STATED PROBLEM: According to the PJM briefs below, why did PJM move the "world" peak to Week 11 while keeping its own peak on Week 10? Answer in one to three sentences.

SELECTION:

╭──

PJM PC/TEAC Briefs: July 13, 2017
Planning Committee
The PJM Planning Committee approved revisions to the rules for the Regional Transmission Expansion Plan, agreeing to extend the cycle to 18 months.

PJM Maintaining Separate Load Peaks in Model

VALLEY FORGE, Pa. — The Planning Committee last week approved PJM’s recommendation to use 10-year historical data from 2003 to 2012 and to change the “world” peak week in its 2017 reserve requirement study.

transmission expansion advisory committee pjm
Rocha-Garrido | © RTO Insider

PJM’s Patricio Rocha-Garrido told stakeholders the RTO decided to separate its peak load from that of the “rest of world” because of software limitations. Coincident peak distributions from the PJM load forecast cannot be used directly in its PRISM (probabilistic reliability index study model) software, which handles model uncertainty by week rather than day-by-day.

“The world” comprises of neighbors MISO, New York, the Tennessee Valley Authority and SERC Reliability’s VACAR region in Virginia and the Carolinas — areas from which the RTO would seek to import generation if it runs short.

(See “ISO-NE out of this ‘World,’ According to PJM Reserve Requirement Study,” PJM Planning Committee/TEAC Briefs.)

“When we have PJM and ‘the world’ peaking on the same week, effectively we’re having PJM and ‘the world’ peaking on the same day,” Rocha-Garrido said.

However, over the past 18 years, PJM and “the world” have peaked simultaneously eight times, while they have not peaked together 10 times.

In response, PJM moved the world peak to Week 11 in the summer and retained its peak on Week 10 to match the “historical diversity” in peaks.

Rocha-Garrido said the 2003-2012 load model, which was also used in last year’s study, was “a close second place” to the top-ranked 2004-2012 time period but had the advantage of an extra year of data.

“We do not see evidence to change that this year,” he said.

The recommendation was endorsed by acclamation, with no objections or abstentions.

RTEP Cycle Revisions Approved

The committee approved revisions to the rules for the Regional Transmission Expansion Plan, agreeing to extend the cycle from one year to 18 months.

PJM’s Amanda Long said the planning cycle will begin in September and run through February of the following calendar year. A new cycle will begin every September, overlapping the previous cycle. (See PJM Making Cost Consciousness a Focus for RTEP Redesign.)

| PJM

The committee also approved Operating Agreement changes to extend the 30-day competitive proposal window for short-term projects to 60 days beginning about June annually. The long-term proposal window will remain at 120 days.

The proposal was endorsed by acclamation, with no objections or abstentions.

Resilience to Become Planning Driver

Sims | © RTO Insider

PJM’s Mark Sims explained how the RTO’s recent focus on resilience will impact its planning processes.

╰──

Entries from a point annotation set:
╭──

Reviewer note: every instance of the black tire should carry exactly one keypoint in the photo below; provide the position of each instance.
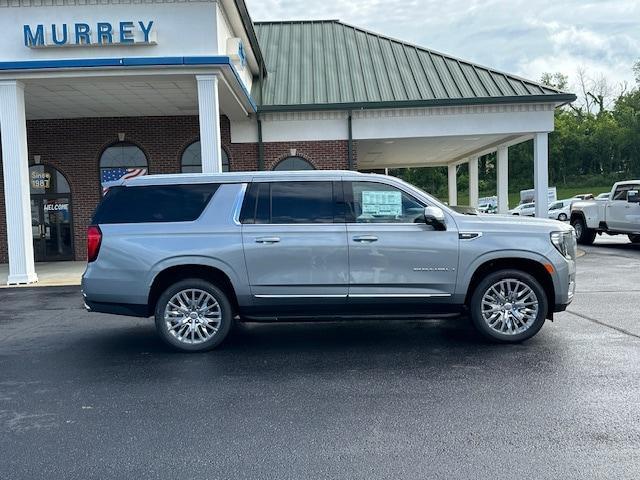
(485, 284)
(226, 315)
(584, 235)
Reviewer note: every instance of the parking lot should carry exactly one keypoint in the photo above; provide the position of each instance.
(90, 396)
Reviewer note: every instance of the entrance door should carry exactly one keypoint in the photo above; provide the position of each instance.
(51, 219)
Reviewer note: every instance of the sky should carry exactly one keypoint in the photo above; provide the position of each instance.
(526, 38)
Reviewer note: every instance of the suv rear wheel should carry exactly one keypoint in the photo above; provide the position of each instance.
(584, 235)
(193, 315)
(509, 306)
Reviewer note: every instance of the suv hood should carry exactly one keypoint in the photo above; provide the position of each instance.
(510, 223)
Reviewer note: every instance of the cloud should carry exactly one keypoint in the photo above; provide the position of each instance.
(523, 37)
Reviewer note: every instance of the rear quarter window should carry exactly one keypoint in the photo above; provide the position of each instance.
(154, 203)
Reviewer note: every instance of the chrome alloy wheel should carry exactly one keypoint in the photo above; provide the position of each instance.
(509, 306)
(192, 316)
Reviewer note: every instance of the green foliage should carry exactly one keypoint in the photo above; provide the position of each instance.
(587, 151)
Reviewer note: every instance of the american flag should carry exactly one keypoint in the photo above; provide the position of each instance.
(111, 175)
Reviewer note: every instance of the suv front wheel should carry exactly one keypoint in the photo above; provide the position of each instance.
(193, 315)
(509, 306)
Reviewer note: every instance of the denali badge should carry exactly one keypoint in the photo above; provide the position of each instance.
(433, 269)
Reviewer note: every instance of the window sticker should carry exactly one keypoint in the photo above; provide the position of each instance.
(382, 203)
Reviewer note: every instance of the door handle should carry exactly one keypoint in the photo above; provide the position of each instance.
(267, 239)
(365, 238)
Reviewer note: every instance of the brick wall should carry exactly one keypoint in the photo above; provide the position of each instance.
(74, 147)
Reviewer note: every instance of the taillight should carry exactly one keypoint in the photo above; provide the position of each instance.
(94, 239)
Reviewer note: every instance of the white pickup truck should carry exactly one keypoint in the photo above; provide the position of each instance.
(617, 214)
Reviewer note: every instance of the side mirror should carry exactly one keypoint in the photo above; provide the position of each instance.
(434, 216)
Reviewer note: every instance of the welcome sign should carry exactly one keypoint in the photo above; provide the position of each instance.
(124, 33)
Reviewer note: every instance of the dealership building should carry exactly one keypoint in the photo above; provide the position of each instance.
(95, 90)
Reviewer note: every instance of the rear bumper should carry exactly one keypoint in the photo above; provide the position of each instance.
(128, 309)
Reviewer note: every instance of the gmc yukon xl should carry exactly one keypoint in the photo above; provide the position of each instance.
(200, 252)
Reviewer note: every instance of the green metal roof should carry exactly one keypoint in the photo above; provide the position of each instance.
(327, 64)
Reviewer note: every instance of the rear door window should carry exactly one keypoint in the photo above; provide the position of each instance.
(154, 203)
(372, 202)
(292, 203)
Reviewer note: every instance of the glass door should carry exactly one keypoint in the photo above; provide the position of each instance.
(51, 219)
(37, 229)
(56, 229)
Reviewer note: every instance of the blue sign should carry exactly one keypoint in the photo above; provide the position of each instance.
(82, 34)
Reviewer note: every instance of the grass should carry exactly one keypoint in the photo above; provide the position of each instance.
(514, 197)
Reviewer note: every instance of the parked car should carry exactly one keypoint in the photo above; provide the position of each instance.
(465, 209)
(524, 210)
(619, 214)
(584, 196)
(200, 252)
(561, 209)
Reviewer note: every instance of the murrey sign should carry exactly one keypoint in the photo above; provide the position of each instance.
(125, 33)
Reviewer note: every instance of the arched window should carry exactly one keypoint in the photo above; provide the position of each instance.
(294, 163)
(121, 161)
(192, 159)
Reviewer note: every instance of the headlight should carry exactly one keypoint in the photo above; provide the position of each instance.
(565, 243)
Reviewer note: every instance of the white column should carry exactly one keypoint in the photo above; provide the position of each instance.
(473, 182)
(502, 168)
(541, 173)
(453, 185)
(209, 112)
(15, 165)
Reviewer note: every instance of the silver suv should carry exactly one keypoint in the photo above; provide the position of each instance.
(200, 252)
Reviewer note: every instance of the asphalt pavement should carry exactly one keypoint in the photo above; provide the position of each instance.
(95, 396)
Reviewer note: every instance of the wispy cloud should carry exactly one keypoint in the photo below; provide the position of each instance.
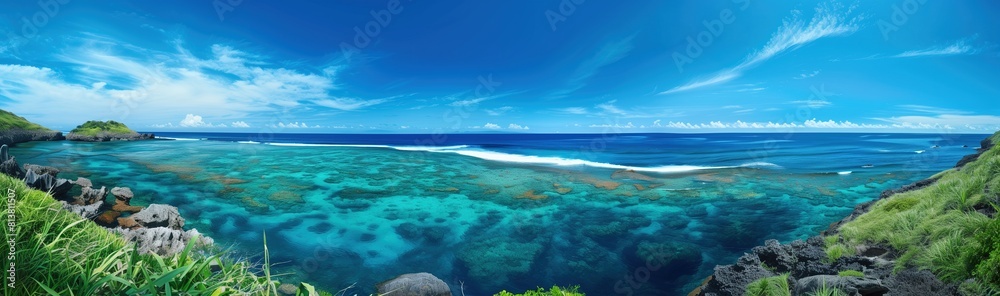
(814, 104)
(610, 108)
(960, 47)
(931, 110)
(571, 110)
(517, 126)
(793, 33)
(608, 54)
(348, 104)
(499, 111)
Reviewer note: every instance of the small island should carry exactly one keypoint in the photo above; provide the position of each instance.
(16, 129)
(103, 131)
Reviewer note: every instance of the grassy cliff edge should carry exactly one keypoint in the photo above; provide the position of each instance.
(16, 129)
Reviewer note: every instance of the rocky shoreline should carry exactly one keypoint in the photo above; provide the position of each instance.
(808, 267)
(156, 228)
(107, 137)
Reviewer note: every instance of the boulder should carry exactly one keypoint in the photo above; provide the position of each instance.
(83, 182)
(40, 169)
(107, 218)
(128, 222)
(414, 284)
(848, 284)
(47, 182)
(161, 240)
(158, 215)
(123, 200)
(8, 165)
(89, 195)
(86, 211)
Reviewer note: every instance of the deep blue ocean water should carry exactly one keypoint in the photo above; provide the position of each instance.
(618, 214)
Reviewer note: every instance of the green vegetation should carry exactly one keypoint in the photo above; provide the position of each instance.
(826, 290)
(770, 286)
(836, 251)
(60, 253)
(555, 291)
(10, 121)
(938, 228)
(94, 128)
(853, 273)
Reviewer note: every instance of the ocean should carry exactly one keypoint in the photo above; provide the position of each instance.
(617, 214)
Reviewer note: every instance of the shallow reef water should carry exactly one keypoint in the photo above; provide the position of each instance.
(539, 215)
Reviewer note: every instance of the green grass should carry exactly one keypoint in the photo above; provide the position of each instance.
(770, 286)
(10, 121)
(936, 228)
(826, 290)
(59, 253)
(852, 273)
(94, 128)
(836, 251)
(554, 291)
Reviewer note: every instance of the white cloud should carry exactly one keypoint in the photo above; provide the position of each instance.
(616, 125)
(348, 104)
(931, 109)
(499, 111)
(944, 120)
(792, 34)
(292, 125)
(106, 78)
(960, 47)
(192, 120)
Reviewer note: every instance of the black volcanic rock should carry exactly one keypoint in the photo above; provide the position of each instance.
(414, 284)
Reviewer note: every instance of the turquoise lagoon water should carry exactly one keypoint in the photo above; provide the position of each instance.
(617, 214)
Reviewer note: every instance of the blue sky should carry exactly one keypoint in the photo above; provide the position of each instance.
(500, 66)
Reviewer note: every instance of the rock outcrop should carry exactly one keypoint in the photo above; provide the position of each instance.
(157, 215)
(156, 229)
(108, 137)
(984, 145)
(805, 263)
(161, 240)
(414, 284)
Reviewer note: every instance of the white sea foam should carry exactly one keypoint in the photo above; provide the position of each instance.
(531, 159)
(760, 164)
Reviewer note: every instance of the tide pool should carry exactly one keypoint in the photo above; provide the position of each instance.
(644, 214)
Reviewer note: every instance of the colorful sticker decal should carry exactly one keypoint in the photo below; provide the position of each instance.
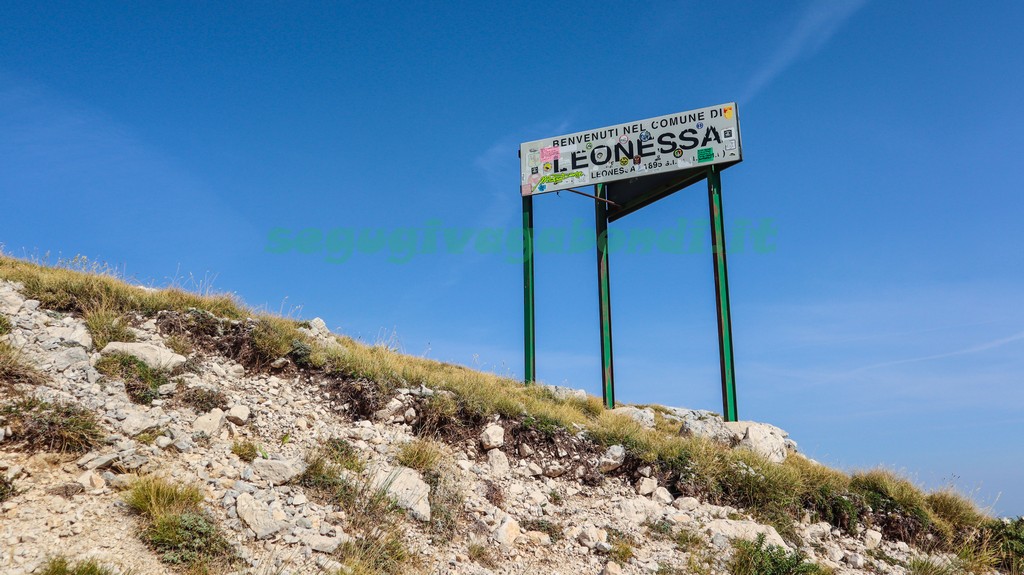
(695, 138)
(549, 153)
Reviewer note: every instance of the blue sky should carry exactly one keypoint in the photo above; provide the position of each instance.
(882, 325)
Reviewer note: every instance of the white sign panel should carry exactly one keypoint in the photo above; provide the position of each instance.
(677, 141)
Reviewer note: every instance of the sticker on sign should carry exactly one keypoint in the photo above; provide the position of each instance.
(678, 141)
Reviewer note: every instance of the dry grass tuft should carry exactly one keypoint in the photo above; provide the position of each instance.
(177, 528)
(13, 370)
(42, 426)
(420, 454)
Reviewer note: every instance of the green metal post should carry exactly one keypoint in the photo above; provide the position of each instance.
(604, 298)
(529, 336)
(722, 295)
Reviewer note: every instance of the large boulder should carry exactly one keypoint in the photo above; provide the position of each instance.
(258, 516)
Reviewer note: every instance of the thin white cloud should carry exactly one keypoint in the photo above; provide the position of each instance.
(817, 25)
(969, 350)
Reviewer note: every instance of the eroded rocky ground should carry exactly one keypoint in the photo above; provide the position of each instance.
(535, 506)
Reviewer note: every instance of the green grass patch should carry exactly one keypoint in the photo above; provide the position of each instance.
(204, 399)
(757, 558)
(44, 426)
(176, 527)
(420, 454)
(341, 452)
(7, 488)
(61, 566)
(246, 450)
(67, 290)
(141, 382)
(13, 369)
(107, 324)
(190, 539)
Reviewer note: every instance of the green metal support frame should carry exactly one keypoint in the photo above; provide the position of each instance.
(722, 295)
(604, 296)
(529, 326)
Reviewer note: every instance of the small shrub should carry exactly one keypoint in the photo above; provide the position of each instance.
(178, 344)
(1007, 537)
(322, 475)
(759, 559)
(420, 454)
(622, 546)
(898, 506)
(920, 566)
(39, 425)
(553, 530)
(688, 541)
(246, 450)
(341, 451)
(141, 382)
(7, 489)
(176, 528)
(493, 492)
(204, 399)
(272, 337)
(378, 547)
(659, 529)
(481, 555)
(107, 324)
(960, 516)
(188, 538)
(60, 566)
(154, 497)
(15, 371)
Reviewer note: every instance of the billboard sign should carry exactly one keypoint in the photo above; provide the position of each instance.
(686, 140)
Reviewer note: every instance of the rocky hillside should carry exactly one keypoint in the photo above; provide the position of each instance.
(161, 432)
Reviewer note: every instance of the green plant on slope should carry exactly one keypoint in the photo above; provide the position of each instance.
(60, 566)
(141, 382)
(757, 558)
(15, 371)
(40, 425)
(176, 527)
(420, 454)
(107, 324)
(920, 566)
(246, 450)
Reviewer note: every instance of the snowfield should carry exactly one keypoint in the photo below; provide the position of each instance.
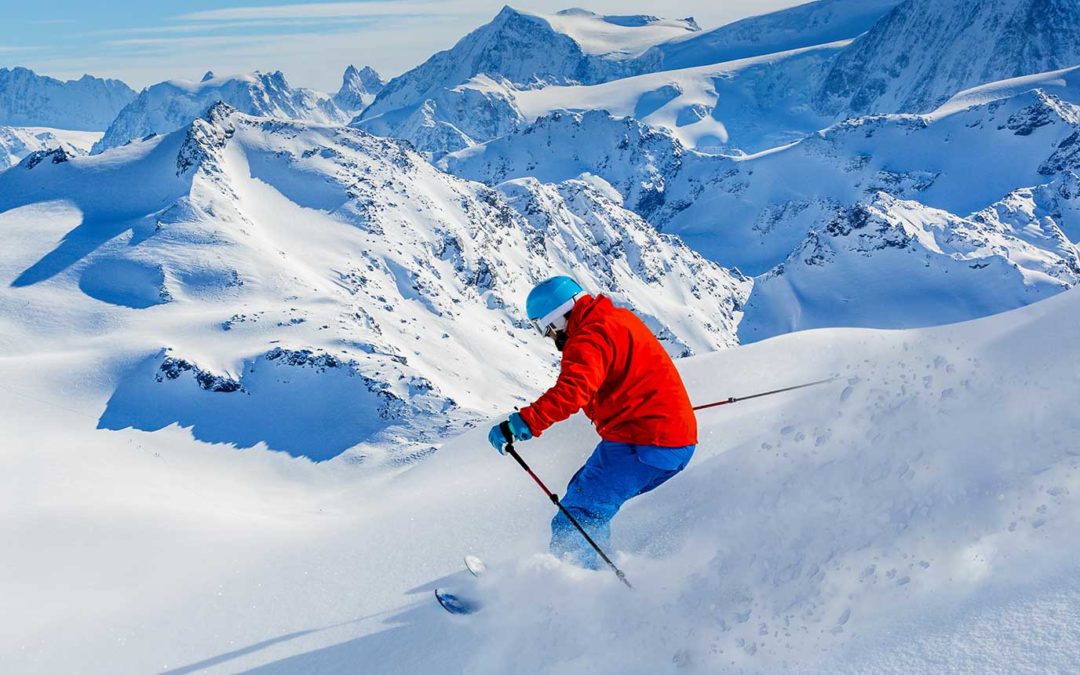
(253, 336)
(926, 497)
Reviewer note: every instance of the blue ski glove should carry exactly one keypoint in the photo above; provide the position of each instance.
(518, 431)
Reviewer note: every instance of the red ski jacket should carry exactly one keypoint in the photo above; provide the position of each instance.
(617, 370)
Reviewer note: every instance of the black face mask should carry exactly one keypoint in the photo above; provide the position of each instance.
(561, 338)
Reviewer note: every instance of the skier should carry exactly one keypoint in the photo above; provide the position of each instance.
(617, 370)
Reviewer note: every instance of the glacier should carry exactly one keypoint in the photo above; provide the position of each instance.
(252, 343)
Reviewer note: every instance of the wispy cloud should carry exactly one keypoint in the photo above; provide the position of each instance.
(327, 10)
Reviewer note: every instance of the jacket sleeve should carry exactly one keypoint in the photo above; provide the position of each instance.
(586, 359)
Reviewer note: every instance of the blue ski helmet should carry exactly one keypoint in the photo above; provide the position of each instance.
(550, 300)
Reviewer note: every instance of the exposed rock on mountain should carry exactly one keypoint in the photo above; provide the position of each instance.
(355, 253)
(169, 106)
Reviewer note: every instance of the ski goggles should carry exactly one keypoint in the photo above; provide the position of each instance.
(545, 331)
(555, 320)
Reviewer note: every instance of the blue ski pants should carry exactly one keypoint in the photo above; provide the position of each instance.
(615, 473)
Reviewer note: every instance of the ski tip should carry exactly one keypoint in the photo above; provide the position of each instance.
(475, 566)
(455, 604)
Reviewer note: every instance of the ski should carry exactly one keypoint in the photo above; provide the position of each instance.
(457, 604)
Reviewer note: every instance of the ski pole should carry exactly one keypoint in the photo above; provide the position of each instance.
(767, 393)
(554, 499)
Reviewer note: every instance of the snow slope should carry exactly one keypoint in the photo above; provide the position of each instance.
(926, 51)
(464, 94)
(977, 200)
(738, 107)
(17, 142)
(359, 89)
(806, 25)
(928, 496)
(86, 104)
(322, 278)
(167, 106)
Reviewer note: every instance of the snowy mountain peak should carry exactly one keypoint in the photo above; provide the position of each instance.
(171, 105)
(523, 50)
(359, 89)
(801, 26)
(86, 104)
(926, 51)
(348, 266)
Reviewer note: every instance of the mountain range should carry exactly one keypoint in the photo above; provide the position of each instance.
(758, 144)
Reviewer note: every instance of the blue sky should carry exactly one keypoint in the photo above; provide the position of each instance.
(144, 42)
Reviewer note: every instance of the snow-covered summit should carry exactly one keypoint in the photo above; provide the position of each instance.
(820, 22)
(359, 89)
(170, 105)
(431, 105)
(86, 104)
(1006, 231)
(926, 51)
(342, 264)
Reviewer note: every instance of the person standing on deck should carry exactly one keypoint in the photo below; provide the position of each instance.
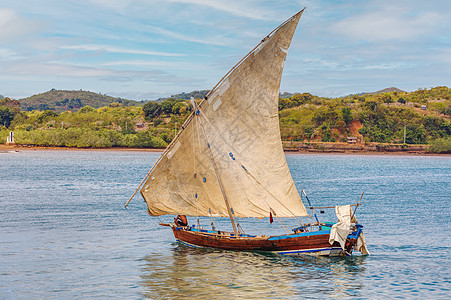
(181, 220)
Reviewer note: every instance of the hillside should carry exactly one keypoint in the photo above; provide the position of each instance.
(419, 117)
(186, 96)
(61, 100)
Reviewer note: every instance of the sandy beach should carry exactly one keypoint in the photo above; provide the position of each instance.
(18, 148)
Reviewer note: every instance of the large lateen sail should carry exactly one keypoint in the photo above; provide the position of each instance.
(236, 131)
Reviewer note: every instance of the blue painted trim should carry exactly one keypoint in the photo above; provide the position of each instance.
(309, 251)
(290, 236)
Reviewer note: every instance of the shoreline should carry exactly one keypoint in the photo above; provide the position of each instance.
(330, 151)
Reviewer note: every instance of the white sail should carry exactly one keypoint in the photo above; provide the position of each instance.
(239, 124)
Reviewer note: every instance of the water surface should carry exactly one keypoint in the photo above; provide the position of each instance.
(65, 233)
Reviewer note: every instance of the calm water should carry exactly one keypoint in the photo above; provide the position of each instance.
(65, 234)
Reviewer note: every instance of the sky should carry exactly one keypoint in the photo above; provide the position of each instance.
(146, 49)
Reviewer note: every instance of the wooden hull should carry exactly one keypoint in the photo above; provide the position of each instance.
(311, 243)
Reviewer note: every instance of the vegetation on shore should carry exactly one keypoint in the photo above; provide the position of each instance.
(422, 116)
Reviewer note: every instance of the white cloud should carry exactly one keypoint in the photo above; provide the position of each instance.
(104, 48)
(388, 23)
(13, 26)
(236, 8)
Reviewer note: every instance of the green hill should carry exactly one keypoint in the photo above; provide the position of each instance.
(61, 100)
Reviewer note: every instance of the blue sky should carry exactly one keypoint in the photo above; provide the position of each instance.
(145, 49)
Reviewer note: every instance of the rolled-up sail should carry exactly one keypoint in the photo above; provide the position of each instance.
(236, 130)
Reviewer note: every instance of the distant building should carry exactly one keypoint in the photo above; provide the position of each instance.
(351, 139)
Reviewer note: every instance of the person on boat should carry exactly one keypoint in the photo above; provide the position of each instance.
(181, 220)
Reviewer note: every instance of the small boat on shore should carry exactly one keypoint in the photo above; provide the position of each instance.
(228, 161)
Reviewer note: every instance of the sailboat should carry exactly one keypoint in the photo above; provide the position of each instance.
(228, 161)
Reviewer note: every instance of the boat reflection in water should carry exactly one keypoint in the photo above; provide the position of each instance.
(210, 273)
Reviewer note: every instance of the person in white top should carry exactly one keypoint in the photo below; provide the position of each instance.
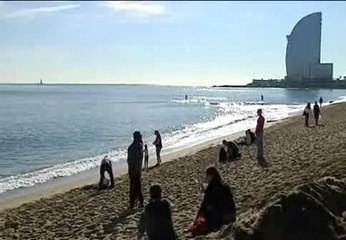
(106, 166)
(146, 157)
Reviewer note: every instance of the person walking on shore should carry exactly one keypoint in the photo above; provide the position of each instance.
(156, 219)
(321, 101)
(259, 136)
(158, 146)
(134, 162)
(317, 112)
(146, 157)
(307, 112)
(106, 166)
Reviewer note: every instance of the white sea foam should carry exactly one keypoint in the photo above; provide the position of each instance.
(233, 117)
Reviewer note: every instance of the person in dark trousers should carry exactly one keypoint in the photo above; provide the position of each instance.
(217, 208)
(223, 152)
(158, 146)
(307, 113)
(321, 101)
(134, 162)
(156, 220)
(249, 138)
(106, 166)
(317, 112)
(259, 136)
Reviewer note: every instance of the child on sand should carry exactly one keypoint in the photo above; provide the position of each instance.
(156, 219)
(146, 157)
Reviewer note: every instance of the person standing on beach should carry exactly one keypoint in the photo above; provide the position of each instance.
(158, 146)
(106, 166)
(307, 112)
(146, 157)
(156, 219)
(321, 101)
(259, 135)
(134, 162)
(317, 112)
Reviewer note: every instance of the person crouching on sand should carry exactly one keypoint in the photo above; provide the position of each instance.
(217, 208)
(146, 157)
(158, 146)
(106, 166)
(156, 219)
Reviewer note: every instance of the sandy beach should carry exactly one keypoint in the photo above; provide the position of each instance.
(295, 155)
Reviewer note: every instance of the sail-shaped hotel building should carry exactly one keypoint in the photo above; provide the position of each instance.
(303, 53)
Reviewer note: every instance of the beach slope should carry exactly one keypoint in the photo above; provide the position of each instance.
(295, 155)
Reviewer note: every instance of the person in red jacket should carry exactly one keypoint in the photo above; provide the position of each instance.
(259, 135)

╰──

OUTPUT OF THE EXERCISE: In the PRISM model, having PJM and "the world" peak in the same week effectively means they peak on the same day. Over the past 18 years, however, they peaked together only eight times and separately 10 times. PJM therefore moved the world peak to Week 11 to match this "historical diversity" in peaks.